**Work required**
Your copy must hold all of the data below, unchanged and without images.

(Source data)
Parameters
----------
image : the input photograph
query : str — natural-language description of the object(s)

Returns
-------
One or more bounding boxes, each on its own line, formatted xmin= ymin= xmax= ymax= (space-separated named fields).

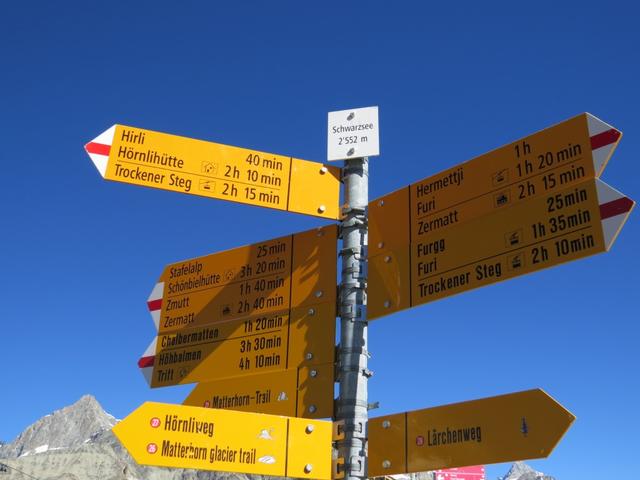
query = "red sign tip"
xmin=138 ymin=356 xmax=155 ymax=368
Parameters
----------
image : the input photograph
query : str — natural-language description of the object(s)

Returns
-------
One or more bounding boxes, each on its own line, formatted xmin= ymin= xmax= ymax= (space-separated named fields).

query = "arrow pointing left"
xmin=112 ymin=402 xmax=332 ymax=479
xmin=85 ymin=124 xmax=341 ymax=219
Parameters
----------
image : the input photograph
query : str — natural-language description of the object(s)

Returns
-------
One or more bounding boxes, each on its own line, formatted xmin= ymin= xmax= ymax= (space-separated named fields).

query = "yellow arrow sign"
xmin=370 ymin=113 xmax=622 ymax=255
xmin=85 ymin=125 xmax=341 ymax=219
xmin=139 ymin=225 xmax=337 ymax=387
xmin=144 ymin=303 xmax=336 ymax=387
xmin=184 ymin=364 xmax=335 ymax=419
xmin=148 ymin=225 xmax=337 ymax=333
xmin=368 ymin=389 xmax=575 ymax=476
xmin=369 ymin=179 xmax=634 ymax=319
xmin=112 ymin=402 xmax=332 ymax=479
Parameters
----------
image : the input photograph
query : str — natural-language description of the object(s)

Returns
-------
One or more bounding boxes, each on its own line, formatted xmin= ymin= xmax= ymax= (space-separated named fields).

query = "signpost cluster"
xmin=368 ymin=113 xmax=631 ymax=319
xmin=85 ymin=108 xmax=634 ymax=480
xmin=138 ymin=225 xmax=338 ymax=419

**Completed exercise**
Parameters
----------
image : the input photograph
query : str — natural-language description of the object(s)

Returns
-------
One or more bounding boxes, each on its own line, formatted xmin= ymin= xmax= ymax= (space-separated named fields).

query = "red sign tip"
xmin=138 ymin=356 xmax=155 ymax=368
Parameters
----------
image : the input photograph
query : str — natural-language description of the object(s)

Returns
-------
One or more bounding boxes, each on its own line, formatted xmin= ymin= xmax= ymax= (space-separated named fields).

query = "arrow pointing left"
xmin=112 ymin=402 xmax=332 ymax=479
xmin=85 ymin=124 xmax=341 ymax=219
Parameters
----------
image : the input photograph
query : str — natural-language description of the object(s)

Returns
-------
One or more bounding boxes, each on its own line, formatted xmin= ymin= xmax= ymax= (space-separated named fields).

query = "yellow arrow sign"
xmin=370 ymin=113 xmax=622 ymax=255
xmin=85 ymin=125 xmax=341 ymax=219
xmin=139 ymin=225 xmax=337 ymax=387
xmin=144 ymin=303 xmax=336 ymax=387
xmin=184 ymin=364 xmax=335 ymax=419
xmin=148 ymin=225 xmax=337 ymax=333
xmin=368 ymin=389 xmax=575 ymax=476
xmin=369 ymin=179 xmax=634 ymax=319
xmin=112 ymin=402 xmax=332 ymax=479
Parameters
----------
image : the input photograph
query : str — natural-language description of the object(s)

Returns
-------
One or more bounding boxes, each on its own line, formatted xmin= ymin= xmax= ymax= (space-separated named fields).

query = "signpost cluster"
xmin=368 ymin=113 xmax=631 ymax=319
xmin=85 ymin=108 xmax=634 ymax=480
xmin=138 ymin=225 xmax=338 ymax=419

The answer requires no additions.